> [Exercise prompt]:
Every line below must be reproduced exactly; no pictures are to be included.

====== Source material ======

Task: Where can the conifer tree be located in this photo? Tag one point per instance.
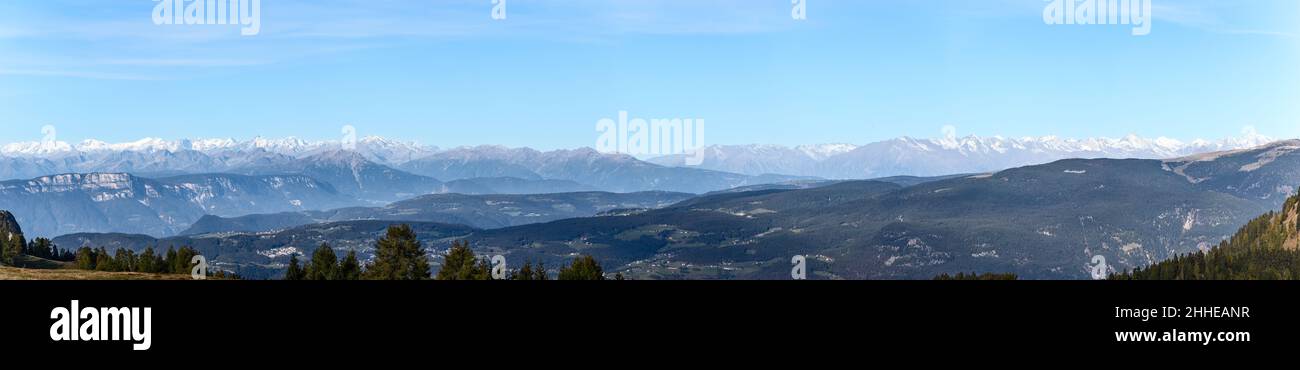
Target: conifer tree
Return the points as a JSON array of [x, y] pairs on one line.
[[294, 271], [324, 265], [583, 269], [460, 264], [86, 259], [350, 269], [398, 256]]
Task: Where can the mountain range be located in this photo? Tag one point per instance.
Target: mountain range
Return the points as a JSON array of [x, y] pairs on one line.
[[477, 210], [1041, 221], [950, 155], [124, 203]]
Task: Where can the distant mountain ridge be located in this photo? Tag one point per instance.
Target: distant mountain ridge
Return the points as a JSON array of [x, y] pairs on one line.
[[901, 156], [476, 210], [373, 168], [952, 155], [122, 203]]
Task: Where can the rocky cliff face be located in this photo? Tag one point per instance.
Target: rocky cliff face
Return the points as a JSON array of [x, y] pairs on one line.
[[11, 235]]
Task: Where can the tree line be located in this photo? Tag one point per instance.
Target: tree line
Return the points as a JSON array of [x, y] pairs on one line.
[[399, 256], [1262, 249]]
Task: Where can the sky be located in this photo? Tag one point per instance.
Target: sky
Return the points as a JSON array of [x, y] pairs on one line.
[[445, 73]]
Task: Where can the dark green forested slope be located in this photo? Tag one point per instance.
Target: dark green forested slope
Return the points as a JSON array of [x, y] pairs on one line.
[[1265, 248]]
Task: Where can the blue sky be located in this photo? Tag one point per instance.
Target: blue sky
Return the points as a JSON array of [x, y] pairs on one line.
[[445, 73]]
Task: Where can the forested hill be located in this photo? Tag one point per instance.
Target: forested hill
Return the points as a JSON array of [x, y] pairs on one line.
[[1265, 249]]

======

> [Output for this exercise]:
Task: Where can the conifer tree be located in this photo? Tag one point per instance.
Target: conifer tree
Return the points as a JSON array of [x, y] pairs on one line.
[[294, 271], [324, 265], [583, 269], [460, 264], [86, 259], [350, 269], [398, 256]]
Task: Where can the mountain range be located in this photo? Tag one point per instance.
Target: mountain range
Return the points as a JSON array of [x, y] pairs on one line.
[[477, 210], [1041, 221], [950, 155], [124, 203]]
Task: Where can the distant mountain ridge be located in this photo? Tag one point per instance.
Target: distant mountain ridge
Return the points as a JSON array of [x, y] pairs on one line.
[[901, 156], [476, 210], [373, 168], [952, 155], [122, 203]]
Task: Where can the rocky cliff face be located in this photo? Tag one point per instance.
Target: rocky cliff face
Return the points as a JSON array of [x, y] pairs on one line.
[[11, 235]]
Task: Where can the tree line be located in this photo? Tag one point per instance.
Target: tree line
Return the points as a JSON array of [x, y] pairs on one line.
[[399, 256], [1262, 249]]
Task: Where can the sky be located in this photo? Tag one point per instance.
Target: sky
Return the points as a JSON array of [x, y] pairs on one line.
[[445, 73]]
Task: Where can the dark green forested slope be located in this photo? Tag one point per instance.
Target: dark green forested slope
Return the points as a JSON array of [x, y] pairs on one line.
[[1265, 248]]
Task: Where can the blue sky be located in this photo? Tag one point per instance.
Target: blue sky
Return the points as a JSON array of [x, y] pairs on one line.
[[445, 73]]
Task: Where can the forested hill be located in this photo? Tag one point per instance.
Target: forested hill
Return the points as a JSON array of [x, y] pairs on one line.
[[1265, 249]]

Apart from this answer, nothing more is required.